| Exercise aim |
Arrange the entries below as a two-column CSV with the headers instruction and response, giving one row per entry. Put each entry's text and its answer in one quoted field apiece, with line breaks replaced by spaces.

| The records |
## START
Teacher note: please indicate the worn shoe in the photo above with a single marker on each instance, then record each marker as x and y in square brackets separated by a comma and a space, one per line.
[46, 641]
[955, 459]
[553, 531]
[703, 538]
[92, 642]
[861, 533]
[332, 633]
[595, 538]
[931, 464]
## END
| Task response |
instruction,response
"Teacher note: please indicate the worn shoe in the photo above with a single marker on each instance, then record each marker as x and y in square brackets separated by a comma and a space, one per line.","[46, 641] [955, 459] [553, 531] [703, 538] [92, 642] [861, 533] [332, 633] [595, 538] [931, 464]"